>>>

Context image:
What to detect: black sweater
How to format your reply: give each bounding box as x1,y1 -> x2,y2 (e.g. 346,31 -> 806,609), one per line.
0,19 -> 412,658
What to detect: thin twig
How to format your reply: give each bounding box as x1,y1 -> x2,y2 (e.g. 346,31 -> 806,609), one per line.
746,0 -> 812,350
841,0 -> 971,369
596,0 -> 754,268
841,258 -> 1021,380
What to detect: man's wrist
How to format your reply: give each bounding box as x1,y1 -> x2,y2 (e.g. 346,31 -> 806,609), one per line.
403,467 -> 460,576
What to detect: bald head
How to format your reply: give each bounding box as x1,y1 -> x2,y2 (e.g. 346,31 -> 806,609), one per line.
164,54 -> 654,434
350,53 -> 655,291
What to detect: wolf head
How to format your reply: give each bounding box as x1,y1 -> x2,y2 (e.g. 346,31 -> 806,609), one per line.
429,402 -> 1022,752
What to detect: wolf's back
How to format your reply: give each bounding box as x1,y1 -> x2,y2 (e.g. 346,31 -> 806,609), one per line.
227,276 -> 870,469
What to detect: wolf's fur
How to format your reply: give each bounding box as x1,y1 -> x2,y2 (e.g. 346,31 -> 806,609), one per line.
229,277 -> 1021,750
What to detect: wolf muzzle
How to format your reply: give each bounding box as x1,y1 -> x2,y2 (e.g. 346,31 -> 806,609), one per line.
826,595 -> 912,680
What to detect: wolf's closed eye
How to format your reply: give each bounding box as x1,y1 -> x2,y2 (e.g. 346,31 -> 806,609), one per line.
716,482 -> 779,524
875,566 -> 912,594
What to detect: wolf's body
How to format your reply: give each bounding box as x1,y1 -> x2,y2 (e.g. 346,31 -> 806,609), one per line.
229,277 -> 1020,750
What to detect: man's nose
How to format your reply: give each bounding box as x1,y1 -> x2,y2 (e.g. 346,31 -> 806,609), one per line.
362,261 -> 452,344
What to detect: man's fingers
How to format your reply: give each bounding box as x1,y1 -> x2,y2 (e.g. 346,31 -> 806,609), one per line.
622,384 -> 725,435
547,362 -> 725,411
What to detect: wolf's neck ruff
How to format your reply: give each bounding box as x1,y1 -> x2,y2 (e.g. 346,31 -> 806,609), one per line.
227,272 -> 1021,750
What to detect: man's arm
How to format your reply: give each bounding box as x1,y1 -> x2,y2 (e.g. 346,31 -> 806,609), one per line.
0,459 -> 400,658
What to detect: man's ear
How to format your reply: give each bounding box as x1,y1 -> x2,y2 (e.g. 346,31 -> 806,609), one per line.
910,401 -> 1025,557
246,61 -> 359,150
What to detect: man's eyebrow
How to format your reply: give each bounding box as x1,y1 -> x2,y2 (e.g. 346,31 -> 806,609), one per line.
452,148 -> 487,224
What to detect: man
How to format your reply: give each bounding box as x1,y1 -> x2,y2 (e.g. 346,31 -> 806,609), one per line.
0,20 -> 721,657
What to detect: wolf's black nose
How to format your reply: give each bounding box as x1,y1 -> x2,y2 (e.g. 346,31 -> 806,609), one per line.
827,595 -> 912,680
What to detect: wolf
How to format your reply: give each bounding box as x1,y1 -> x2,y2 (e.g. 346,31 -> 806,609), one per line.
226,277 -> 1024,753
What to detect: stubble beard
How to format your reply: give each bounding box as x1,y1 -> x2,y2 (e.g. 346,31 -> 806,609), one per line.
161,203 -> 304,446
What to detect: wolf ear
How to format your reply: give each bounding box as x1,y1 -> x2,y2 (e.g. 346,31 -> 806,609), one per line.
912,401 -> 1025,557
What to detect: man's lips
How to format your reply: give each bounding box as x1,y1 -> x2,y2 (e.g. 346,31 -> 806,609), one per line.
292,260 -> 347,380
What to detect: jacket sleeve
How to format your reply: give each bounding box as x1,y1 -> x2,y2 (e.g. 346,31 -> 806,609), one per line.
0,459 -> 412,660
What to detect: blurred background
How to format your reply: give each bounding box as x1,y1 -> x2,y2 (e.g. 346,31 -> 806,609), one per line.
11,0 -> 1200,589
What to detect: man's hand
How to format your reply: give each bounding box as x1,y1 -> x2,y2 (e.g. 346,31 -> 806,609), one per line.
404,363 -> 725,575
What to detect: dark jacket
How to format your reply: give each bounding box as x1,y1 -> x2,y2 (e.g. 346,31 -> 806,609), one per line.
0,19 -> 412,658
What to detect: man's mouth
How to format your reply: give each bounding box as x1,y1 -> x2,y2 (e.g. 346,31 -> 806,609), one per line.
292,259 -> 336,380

<<<

▸ Given task
Put the material into a Markdown table with two columns headed Row and Line. Start at its first line and end at the line that contains "403,467 -> 460,576", with both of those lines included, number each row, and leave out blank lines.

▸ Task answer
| Row | Line |
|---|---|
| 1 | Context image: |
| 2 | What to detect: black sweater |
| 3 | How to format your reply: give each bounding box as x1,y1 -> x2,y2 (e.g. 346,31 -> 806,609), one per line. |
| 4 | 0,19 -> 412,658 |
| 5 | What to detect: thin twig |
| 6 | How to format your reply: give each bounding box as x1,y1 -> x2,y2 (e.g. 346,31 -> 806,609), one per line. |
| 7 | 746,0 -> 812,350 |
| 8 | 841,0 -> 971,369 |
| 9 | 596,0 -> 754,268 |
| 10 | 841,258 -> 1021,380 |
| 11 | What to detect: man's wrist |
| 12 | How to format your reply: give each bounding box as x1,y1 -> x2,y2 (e.g. 346,31 -> 806,609), one per line. |
| 13 | 403,467 -> 460,576 |